» **Phrase grounding data**
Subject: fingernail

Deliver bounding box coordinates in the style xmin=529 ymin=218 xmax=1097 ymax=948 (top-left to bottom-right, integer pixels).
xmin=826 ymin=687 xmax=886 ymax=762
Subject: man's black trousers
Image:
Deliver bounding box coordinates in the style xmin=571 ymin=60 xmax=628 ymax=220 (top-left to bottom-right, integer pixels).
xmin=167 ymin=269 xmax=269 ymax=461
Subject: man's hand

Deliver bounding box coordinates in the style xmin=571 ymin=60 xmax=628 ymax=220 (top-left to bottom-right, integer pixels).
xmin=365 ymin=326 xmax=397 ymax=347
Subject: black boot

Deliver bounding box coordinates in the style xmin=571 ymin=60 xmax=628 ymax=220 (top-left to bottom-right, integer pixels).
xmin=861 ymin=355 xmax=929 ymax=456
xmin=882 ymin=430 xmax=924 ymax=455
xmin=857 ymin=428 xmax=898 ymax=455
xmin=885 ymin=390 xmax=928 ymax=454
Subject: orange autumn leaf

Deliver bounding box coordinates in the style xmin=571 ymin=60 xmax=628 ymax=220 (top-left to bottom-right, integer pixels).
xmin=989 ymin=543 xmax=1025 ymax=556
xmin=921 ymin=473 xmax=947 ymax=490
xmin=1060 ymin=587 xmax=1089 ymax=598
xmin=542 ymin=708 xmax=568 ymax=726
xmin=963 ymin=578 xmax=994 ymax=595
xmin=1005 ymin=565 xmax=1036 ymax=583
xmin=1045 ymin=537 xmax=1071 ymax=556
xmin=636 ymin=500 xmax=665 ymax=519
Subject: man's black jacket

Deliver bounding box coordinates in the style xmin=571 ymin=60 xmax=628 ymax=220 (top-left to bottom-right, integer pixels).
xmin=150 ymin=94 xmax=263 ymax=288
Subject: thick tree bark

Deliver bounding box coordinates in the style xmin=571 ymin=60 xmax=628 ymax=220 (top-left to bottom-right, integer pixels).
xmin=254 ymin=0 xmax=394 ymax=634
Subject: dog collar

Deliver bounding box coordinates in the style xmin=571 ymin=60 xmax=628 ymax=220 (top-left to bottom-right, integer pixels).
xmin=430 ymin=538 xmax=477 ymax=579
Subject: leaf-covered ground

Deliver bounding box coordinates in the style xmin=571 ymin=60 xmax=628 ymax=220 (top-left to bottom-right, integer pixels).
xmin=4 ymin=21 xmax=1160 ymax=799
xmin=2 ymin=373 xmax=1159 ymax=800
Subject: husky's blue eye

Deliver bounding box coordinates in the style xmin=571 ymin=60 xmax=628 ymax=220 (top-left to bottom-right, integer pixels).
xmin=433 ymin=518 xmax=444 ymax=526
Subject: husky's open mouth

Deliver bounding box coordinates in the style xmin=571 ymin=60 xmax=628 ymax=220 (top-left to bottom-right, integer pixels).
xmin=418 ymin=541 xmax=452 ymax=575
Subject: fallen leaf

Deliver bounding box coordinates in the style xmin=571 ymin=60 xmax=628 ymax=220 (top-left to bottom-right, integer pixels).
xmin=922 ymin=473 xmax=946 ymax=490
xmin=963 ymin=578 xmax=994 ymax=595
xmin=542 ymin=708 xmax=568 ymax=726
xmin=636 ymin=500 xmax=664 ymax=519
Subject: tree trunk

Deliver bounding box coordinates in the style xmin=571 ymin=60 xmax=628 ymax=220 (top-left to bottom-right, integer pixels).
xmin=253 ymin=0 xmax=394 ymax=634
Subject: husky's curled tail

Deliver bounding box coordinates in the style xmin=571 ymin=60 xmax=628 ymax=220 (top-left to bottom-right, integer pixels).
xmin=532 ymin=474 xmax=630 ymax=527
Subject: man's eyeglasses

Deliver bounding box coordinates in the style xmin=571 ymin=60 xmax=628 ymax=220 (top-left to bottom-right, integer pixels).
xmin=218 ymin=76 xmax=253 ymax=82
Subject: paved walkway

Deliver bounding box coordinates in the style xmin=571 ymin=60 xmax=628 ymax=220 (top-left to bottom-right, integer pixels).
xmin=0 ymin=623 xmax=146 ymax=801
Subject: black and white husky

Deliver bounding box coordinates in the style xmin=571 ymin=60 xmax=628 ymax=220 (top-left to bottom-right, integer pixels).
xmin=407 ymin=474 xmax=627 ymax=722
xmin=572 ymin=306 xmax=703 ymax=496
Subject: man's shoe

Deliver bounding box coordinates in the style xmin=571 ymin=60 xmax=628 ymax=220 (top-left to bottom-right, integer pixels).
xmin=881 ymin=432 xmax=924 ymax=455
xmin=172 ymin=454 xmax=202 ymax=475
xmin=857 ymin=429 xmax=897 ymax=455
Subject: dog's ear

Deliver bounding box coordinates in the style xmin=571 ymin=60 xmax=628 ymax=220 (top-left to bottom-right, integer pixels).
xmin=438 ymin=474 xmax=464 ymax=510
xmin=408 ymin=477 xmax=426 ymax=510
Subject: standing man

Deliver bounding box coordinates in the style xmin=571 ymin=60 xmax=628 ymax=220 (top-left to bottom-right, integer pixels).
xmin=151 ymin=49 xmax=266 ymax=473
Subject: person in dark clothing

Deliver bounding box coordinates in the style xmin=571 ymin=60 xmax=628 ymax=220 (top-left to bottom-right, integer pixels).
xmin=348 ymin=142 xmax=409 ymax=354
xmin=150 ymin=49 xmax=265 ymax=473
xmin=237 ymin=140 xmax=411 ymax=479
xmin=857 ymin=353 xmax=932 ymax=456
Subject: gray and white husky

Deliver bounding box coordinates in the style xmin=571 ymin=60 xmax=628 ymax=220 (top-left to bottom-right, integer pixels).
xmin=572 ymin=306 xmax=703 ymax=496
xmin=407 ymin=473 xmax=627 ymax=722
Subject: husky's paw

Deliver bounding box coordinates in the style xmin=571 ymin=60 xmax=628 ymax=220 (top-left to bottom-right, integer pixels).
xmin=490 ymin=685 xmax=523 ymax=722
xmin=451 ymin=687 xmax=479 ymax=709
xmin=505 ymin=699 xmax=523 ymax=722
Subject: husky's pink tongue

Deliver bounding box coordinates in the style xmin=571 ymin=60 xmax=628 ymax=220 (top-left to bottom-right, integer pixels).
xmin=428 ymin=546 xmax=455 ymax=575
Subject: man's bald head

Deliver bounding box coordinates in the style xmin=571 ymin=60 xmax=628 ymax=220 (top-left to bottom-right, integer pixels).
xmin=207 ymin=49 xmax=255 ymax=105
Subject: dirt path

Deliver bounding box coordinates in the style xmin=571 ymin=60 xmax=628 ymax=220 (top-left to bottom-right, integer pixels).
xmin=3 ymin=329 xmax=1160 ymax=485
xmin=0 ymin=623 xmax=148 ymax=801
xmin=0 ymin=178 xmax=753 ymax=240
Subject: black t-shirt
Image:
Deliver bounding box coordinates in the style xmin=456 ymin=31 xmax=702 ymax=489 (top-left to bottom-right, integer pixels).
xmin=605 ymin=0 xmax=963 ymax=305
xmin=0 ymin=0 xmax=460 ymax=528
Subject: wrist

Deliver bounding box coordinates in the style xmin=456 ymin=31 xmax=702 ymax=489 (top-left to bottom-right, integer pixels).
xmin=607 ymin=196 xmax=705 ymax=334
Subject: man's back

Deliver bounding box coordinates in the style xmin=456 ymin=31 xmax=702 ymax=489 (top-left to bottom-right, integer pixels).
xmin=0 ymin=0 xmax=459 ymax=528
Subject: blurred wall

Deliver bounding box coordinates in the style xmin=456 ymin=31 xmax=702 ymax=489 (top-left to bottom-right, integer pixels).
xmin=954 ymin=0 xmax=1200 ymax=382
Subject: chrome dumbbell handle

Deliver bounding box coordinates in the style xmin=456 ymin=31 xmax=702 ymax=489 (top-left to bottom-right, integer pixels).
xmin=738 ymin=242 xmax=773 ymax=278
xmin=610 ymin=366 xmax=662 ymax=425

» **EXERCISE**
Gather up the lines containing the word "tree" from these records and copy them.

» **EXERCISE ANSWER**
Subject: thick tree bark
Subject: tree trunk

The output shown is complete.